* [Brief]: Would you copy each line of the records that includes the word "rough"?

###

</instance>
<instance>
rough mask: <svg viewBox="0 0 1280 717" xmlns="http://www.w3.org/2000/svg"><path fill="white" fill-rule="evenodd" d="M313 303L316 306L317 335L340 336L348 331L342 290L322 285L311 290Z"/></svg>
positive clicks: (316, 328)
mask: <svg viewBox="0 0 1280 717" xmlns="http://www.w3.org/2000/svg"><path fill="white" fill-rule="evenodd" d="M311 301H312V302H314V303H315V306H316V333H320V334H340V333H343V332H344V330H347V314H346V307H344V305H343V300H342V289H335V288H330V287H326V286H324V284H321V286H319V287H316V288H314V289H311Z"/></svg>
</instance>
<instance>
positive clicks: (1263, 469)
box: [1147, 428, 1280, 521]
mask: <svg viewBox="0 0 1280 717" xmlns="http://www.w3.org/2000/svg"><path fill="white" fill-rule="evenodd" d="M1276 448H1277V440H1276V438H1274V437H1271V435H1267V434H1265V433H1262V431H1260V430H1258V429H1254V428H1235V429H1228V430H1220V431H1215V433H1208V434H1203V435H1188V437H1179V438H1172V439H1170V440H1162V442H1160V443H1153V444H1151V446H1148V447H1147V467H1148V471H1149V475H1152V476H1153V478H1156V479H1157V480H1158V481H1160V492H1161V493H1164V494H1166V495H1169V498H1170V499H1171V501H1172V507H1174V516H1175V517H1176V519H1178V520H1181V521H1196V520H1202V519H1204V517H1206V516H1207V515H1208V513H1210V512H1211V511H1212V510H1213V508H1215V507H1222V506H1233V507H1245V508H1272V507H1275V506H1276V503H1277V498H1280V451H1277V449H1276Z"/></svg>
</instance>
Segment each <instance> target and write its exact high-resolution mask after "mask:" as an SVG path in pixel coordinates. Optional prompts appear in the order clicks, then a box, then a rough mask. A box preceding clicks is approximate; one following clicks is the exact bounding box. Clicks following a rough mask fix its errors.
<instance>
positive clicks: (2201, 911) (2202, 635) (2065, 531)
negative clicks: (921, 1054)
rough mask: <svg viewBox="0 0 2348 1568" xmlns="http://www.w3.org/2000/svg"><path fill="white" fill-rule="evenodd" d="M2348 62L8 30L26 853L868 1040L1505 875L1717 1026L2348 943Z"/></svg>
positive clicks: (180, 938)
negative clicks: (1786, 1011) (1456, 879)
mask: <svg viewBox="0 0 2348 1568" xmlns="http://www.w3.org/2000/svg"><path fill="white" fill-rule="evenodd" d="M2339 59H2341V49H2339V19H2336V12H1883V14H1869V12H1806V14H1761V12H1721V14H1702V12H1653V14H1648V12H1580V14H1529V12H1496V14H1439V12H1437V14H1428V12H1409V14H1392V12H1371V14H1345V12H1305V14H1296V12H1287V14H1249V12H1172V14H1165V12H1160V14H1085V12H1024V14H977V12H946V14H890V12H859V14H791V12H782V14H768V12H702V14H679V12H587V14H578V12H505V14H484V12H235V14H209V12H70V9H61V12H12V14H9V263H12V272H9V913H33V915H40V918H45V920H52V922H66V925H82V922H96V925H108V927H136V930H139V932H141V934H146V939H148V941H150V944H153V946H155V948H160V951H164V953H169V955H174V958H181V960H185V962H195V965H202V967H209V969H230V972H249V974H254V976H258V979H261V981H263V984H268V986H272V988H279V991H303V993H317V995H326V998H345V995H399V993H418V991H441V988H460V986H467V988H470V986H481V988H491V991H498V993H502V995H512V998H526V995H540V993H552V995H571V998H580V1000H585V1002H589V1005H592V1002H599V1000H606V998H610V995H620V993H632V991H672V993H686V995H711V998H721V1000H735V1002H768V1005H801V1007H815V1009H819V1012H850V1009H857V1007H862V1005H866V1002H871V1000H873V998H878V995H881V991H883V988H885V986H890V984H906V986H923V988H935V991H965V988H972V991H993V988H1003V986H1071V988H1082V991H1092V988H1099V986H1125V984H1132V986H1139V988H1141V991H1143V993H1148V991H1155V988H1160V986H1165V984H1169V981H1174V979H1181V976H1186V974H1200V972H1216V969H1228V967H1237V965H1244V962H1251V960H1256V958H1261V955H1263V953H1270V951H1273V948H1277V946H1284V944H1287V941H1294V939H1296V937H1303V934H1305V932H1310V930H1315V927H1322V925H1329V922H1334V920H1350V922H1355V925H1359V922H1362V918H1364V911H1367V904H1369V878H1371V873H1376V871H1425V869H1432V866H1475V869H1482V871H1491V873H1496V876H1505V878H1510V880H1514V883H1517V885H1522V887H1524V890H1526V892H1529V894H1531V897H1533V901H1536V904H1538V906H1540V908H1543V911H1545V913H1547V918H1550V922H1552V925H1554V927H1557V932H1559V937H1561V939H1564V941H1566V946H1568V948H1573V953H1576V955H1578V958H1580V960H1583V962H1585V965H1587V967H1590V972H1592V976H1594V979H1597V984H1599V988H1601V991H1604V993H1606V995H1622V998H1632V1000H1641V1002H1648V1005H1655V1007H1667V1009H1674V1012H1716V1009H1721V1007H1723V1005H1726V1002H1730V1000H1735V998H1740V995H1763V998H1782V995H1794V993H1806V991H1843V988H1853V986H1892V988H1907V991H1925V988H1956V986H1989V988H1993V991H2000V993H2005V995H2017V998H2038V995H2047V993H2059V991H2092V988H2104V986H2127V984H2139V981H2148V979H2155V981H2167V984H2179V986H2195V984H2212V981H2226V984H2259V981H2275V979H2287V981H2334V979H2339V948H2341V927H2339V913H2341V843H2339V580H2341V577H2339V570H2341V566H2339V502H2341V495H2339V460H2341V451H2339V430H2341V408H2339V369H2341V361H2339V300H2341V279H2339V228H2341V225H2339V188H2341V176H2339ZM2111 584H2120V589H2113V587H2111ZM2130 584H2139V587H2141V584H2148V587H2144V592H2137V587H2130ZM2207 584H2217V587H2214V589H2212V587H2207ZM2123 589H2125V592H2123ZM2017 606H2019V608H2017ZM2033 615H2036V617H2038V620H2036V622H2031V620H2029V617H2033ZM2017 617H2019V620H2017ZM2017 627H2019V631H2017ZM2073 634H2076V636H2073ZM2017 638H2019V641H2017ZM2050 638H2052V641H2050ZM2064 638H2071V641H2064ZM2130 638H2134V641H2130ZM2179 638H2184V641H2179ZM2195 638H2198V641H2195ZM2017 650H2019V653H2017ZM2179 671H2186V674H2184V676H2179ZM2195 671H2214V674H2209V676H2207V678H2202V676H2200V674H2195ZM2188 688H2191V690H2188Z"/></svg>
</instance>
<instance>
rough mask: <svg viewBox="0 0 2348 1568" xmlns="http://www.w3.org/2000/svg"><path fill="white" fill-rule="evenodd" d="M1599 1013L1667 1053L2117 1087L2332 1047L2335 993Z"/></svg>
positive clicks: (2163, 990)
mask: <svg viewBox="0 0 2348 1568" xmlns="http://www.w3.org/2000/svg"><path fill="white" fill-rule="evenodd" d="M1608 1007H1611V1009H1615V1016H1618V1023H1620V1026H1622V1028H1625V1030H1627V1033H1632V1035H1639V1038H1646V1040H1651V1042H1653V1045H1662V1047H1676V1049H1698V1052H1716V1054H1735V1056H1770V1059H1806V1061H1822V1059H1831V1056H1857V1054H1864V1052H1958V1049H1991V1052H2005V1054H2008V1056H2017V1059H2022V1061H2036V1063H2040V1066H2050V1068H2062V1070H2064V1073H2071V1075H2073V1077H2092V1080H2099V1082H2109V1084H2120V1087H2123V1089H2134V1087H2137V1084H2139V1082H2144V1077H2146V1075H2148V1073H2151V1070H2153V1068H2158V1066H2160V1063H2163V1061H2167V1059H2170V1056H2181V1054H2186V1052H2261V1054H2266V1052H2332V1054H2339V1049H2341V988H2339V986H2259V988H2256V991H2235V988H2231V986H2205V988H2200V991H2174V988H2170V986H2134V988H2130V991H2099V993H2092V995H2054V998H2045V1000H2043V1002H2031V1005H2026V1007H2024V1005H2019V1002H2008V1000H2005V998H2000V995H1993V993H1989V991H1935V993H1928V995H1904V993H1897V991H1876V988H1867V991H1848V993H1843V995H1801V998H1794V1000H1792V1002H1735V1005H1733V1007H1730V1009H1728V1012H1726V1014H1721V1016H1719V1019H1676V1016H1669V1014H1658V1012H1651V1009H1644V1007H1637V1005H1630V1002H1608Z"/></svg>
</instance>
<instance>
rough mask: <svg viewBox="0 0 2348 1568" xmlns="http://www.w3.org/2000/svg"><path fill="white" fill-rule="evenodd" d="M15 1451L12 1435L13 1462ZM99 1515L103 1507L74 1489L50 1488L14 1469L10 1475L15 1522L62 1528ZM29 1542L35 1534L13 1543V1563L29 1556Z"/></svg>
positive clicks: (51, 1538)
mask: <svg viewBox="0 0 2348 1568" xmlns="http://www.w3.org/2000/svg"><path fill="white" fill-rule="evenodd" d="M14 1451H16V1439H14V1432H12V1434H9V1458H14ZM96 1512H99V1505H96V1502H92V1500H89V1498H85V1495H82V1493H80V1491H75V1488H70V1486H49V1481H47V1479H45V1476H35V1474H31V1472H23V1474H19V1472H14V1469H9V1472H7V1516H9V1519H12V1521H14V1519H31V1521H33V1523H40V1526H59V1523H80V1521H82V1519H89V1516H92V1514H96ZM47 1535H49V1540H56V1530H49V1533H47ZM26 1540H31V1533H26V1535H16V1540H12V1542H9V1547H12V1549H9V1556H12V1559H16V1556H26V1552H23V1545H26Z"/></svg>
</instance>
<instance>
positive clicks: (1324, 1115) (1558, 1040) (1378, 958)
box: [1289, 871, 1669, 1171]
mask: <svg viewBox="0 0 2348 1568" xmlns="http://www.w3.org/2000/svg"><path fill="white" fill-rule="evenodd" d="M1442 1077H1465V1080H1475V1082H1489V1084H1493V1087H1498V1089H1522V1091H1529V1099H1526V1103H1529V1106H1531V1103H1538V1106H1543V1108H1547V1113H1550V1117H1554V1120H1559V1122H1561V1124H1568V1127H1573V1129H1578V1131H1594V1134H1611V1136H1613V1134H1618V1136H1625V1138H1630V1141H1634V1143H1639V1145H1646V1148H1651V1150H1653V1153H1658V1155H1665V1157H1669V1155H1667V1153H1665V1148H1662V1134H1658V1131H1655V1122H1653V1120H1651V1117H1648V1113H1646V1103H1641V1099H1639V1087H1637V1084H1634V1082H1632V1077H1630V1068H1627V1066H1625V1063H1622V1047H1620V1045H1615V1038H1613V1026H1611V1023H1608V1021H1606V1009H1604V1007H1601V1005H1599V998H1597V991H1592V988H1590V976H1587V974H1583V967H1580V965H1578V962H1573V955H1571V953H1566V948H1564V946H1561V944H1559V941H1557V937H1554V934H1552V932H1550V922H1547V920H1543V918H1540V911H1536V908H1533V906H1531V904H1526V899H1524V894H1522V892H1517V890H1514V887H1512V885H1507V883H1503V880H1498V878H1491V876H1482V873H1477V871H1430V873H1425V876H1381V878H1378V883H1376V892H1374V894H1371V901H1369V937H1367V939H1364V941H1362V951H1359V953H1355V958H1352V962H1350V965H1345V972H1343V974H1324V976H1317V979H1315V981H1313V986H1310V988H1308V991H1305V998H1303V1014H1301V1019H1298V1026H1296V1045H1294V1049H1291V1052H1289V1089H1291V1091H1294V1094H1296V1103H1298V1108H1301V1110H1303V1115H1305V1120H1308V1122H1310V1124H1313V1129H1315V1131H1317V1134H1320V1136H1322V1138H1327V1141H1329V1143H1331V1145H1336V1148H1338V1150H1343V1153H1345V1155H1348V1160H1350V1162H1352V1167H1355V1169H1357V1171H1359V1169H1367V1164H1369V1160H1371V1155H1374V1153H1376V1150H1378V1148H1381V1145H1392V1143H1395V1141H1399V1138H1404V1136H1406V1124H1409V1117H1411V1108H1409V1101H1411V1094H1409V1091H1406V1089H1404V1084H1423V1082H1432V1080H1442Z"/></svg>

###

* [Task answer]:
rough mask: <svg viewBox="0 0 1280 717" xmlns="http://www.w3.org/2000/svg"><path fill="white" fill-rule="evenodd" d="M313 303L316 306L317 335L340 336L348 331L342 290L322 285L311 290Z"/></svg>
Segment each <instance> target and write its exact high-resolution mask after "mask:" as an SVG path in pixel coordinates. Optional prompts appear in the order clicks, then a box, then a rough mask. A box preceding clicks is approximate; one following clicks is the exact bounding box. Clicks following a rough mask fix its errors.
rough mask: <svg viewBox="0 0 2348 1568" xmlns="http://www.w3.org/2000/svg"><path fill="white" fill-rule="evenodd" d="M2348 62L8 30L26 853L868 1040L1505 875L1717 1026L2348 943Z"/></svg>
rough mask: <svg viewBox="0 0 2348 1568" xmlns="http://www.w3.org/2000/svg"><path fill="white" fill-rule="evenodd" d="M1599 1013L1667 1053L2117 1087L2332 1047L2335 993Z"/></svg>
rough mask: <svg viewBox="0 0 2348 1568" xmlns="http://www.w3.org/2000/svg"><path fill="white" fill-rule="evenodd" d="M15 1451L12 1435L13 1462ZM99 1515L103 1507L74 1489L50 1488L14 1469L10 1475L15 1522L62 1528ZM29 1542L35 1534L13 1543V1563L29 1556Z"/></svg>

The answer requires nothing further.